• _Task brief_: Convert the material below into a JSON list of strings, with each line as its own string and any blank lines dropped.

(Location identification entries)

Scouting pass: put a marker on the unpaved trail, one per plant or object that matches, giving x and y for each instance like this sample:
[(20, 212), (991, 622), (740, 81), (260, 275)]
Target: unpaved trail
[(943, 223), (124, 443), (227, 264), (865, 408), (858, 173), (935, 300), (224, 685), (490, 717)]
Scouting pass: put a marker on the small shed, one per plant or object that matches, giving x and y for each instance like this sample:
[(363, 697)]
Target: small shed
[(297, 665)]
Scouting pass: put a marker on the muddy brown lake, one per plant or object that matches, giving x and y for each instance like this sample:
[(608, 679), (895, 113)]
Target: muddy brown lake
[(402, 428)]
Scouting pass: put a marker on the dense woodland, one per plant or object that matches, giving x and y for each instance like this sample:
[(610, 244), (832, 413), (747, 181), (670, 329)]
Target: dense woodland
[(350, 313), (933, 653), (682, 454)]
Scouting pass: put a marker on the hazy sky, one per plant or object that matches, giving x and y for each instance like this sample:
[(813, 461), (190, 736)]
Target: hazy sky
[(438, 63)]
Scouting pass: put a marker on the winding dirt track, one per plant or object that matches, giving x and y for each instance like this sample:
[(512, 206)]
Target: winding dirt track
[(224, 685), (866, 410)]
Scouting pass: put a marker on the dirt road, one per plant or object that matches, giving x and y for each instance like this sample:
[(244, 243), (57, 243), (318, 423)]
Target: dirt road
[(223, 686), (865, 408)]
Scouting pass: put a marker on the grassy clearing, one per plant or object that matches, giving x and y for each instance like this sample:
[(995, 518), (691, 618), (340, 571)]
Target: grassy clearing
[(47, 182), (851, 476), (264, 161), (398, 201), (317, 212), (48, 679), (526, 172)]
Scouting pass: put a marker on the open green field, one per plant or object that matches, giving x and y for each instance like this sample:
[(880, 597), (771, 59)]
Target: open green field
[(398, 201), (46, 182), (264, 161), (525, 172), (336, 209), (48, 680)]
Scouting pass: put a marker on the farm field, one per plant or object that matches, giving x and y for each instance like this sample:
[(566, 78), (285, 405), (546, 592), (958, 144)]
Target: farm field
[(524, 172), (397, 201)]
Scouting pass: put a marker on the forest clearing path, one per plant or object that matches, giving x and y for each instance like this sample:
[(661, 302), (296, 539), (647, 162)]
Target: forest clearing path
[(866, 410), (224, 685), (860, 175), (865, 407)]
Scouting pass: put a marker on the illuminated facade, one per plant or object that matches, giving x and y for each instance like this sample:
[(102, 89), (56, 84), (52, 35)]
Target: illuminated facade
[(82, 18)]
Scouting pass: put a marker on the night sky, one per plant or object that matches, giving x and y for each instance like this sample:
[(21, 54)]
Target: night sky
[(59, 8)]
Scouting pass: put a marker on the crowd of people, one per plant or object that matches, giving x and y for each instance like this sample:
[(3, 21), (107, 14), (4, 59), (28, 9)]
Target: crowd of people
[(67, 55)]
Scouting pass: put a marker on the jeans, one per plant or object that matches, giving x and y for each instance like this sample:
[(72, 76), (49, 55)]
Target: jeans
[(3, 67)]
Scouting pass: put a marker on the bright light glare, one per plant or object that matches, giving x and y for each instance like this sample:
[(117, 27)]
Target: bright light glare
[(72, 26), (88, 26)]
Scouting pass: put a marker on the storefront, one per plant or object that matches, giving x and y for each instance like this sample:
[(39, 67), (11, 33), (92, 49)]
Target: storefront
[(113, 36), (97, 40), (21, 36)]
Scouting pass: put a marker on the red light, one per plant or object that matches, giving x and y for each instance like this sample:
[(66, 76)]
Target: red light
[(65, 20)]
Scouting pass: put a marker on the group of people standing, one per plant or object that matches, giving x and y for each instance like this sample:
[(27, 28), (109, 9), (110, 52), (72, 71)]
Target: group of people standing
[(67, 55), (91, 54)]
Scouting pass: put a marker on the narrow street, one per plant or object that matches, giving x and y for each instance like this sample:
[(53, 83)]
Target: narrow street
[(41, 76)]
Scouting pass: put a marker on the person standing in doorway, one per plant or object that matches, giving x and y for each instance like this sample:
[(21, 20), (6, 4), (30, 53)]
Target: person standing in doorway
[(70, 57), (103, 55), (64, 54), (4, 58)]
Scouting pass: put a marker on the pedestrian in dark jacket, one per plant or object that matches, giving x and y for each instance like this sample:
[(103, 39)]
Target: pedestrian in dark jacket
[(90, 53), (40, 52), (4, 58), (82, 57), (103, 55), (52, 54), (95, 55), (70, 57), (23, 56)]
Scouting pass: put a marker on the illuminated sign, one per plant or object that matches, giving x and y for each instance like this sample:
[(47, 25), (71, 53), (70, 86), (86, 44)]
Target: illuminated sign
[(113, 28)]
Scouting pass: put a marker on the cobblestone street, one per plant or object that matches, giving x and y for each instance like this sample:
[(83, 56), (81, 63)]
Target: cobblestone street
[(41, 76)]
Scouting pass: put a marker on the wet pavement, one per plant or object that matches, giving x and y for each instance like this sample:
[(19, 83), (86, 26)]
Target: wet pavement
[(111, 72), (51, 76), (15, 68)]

• _The reply_:
[
  "Scouting pass: put a marker on the unpaved trail, one per plant or object that matches, giving x and y for each instance like this sample:",
  "[(20, 212), (991, 622), (740, 81), (260, 275)]",
  "Target: unpaved trail",
  "[(943, 223), (124, 443), (227, 264), (865, 408), (858, 173), (935, 300), (224, 685), (490, 717)]",
  "Scouting pass: put a marker on the small shed, one per plant or object that matches, giving x and y for each instance like this sample:",
  "[(363, 697)]",
  "Target: small shed",
  "[(297, 665)]",
  "Scouting pass: put a marker on the muddy brown lake, one per plant or object that matches, giving x and y for each instance like this sample:",
  "[(608, 679), (895, 113)]",
  "Target: muddy brown lake",
  "[(402, 428)]",
  "Scouting pass: put a marker on the dense woodland, one per plant or object that matches, giving x and y for each instance like this sample:",
  "[(610, 244), (832, 413), (747, 181), (670, 329)]",
  "Target: dense woodland",
  "[(350, 313), (933, 653), (682, 454)]",
  "Scouting pass: put a marker on the hazy sky, one per plant or object that matches, giving x and y for each instance like this sample:",
  "[(813, 461), (190, 736)]",
  "Target: hazy sky",
  "[(438, 63)]",
  "Scouting pass: put a marker on the winding dirt track, one per plant or object that matches, giving x and y for each instance like this sample:",
  "[(512, 206)]",
  "Target: winding dirt track",
  "[(224, 685), (866, 410)]",
  "Scouting pass: put a marker on the dirt road, one per plant or object that matches, giving x and y for each instance like this sample:",
  "[(244, 243), (57, 243), (318, 423)]",
  "Target: dirt road",
  "[(223, 686), (865, 408)]",
  "Scouting pass: put a marker on the grassy clearing, one per plant or object that matches, giving x and y for each instance like this sample:",
  "[(995, 518), (691, 618), (340, 571)]",
  "Target: grassy clearing",
  "[(47, 182), (851, 476), (264, 161), (398, 201), (317, 212), (48, 679), (526, 172)]",
  "Scouting pass: put a marker on the open green field, one per plant or object that matches, giving x and y for each instance like this sample:",
  "[(880, 597), (771, 59)]",
  "Target: open green field",
  "[(398, 201), (46, 182), (264, 161), (525, 172), (336, 209), (48, 680)]",
  "Scouting pass: put a marker on the farm field, one per plant or object that matches, giving x and y for each instance like this sample:",
  "[(566, 78), (285, 405), (546, 592), (958, 144)]",
  "Target: farm field",
  "[(524, 172), (397, 201)]",
  "Scouting pass: put a marker on the forest clearing path, one per plant or object that matches, giving x and y for each instance like this sample:",
  "[(661, 302), (296, 539), (647, 162)]",
  "Target: forest clearing path",
  "[(866, 410), (224, 685), (860, 175), (865, 407)]",
  "Scouting pass: put a marker on the illuminated facade, one per plant or object that matches, giving x and y for each instance like this sample:",
  "[(102, 89), (56, 84), (52, 35)]",
  "Target: illuminated facade",
  "[(82, 18)]",
  "Scouting pass: put a marker on the night sky, one per plant or object that matches, giving x and y for each instance like this sample:",
  "[(21, 54)]",
  "Target: night sky",
  "[(59, 8)]",
  "Scouting pass: put a marker on the crowd of people, one per plant or object that matches, giving x and y for each instance like this sample:",
  "[(3, 21), (107, 14), (4, 59), (28, 9)]",
  "Target: crowd of people",
  "[(67, 55)]",
  "Scouting pass: put a marker on the jeans, one per plant or object that matches, giving x and y for each instance like this sample:",
  "[(72, 76), (49, 55)]",
  "Target: jeans",
  "[(3, 67)]",
  "Scouting pass: put a marker on the bright light glare, one per plant or object that matches, giving x and y for each instance like this sample:",
  "[(117, 27)]",
  "Target: bright light glare",
  "[(72, 26), (88, 26)]",
  "Scouting pass: put a marker on the storefront, one per plant or object that matches, giving x and y for each instance like this sample:",
  "[(39, 67), (11, 33), (92, 49)]",
  "Target: storefront",
  "[(113, 36), (97, 40), (21, 36)]",
  "Scouting pass: put a marker on the red light, one per plant or object that matches, giving x and y for each instance like this sample:",
  "[(66, 76)]",
  "Target: red light",
  "[(65, 20)]",
  "Scouting pass: put a marker on the group of people standing, one per plant or object that matches, giving x and y for each instance like this sample:",
  "[(27, 28), (109, 9), (110, 52), (72, 71)]",
  "Target: group of people standing",
  "[(67, 55), (91, 54)]",
  "Scouting pass: put a marker on the narrow street, one per plant or object that matches, giving x and y for each instance like this sample:",
  "[(53, 83)]",
  "Target: narrow street",
  "[(41, 76)]",
  "Scouting pass: put a marker on the person standing in doorway, one per plant or object that matches, giving x and y for each instance like this sample:",
  "[(21, 20), (6, 4), (30, 53)]",
  "Target: person standing in doorway",
  "[(70, 57), (103, 55), (64, 54), (4, 58)]",
  "Scouting pass: put a marker on the pedestrian in dark jacket, one per plant or object that matches, giving x and y for each instance like this sample:",
  "[(103, 39)]",
  "Target: pedestrian in dark jacket",
  "[(90, 53), (40, 52), (4, 58), (82, 57), (103, 55), (52, 54), (95, 55), (70, 57), (23, 56)]",
  "Scouting pass: put a marker on the illuminated sign, one per plant or object that matches, giving x and y for each instance like this sample:",
  "[(47, 25), (71, 53), (70, 86), (86, 44)]",
  "Target: illuminated sign",
  "[(113, 28)]",
  "Scouting pass: put a marker on the cobblestone street, one per plant or object that matches, giving x and y for each instance like this sample:",
  "[(83, 56), (81, 63)]",
  "Target: cobblestone street",
  "[(41, 76)]",
  "Scouting pass: put a marker on the wet pavement, one per plant or object that matches, giving x and y for each instance like this sample:",
  "[(19, 83), (86, 26)]",
  "Target: wet pavement",
  "[(111, 72), (51, 76), (15, 68)]"
]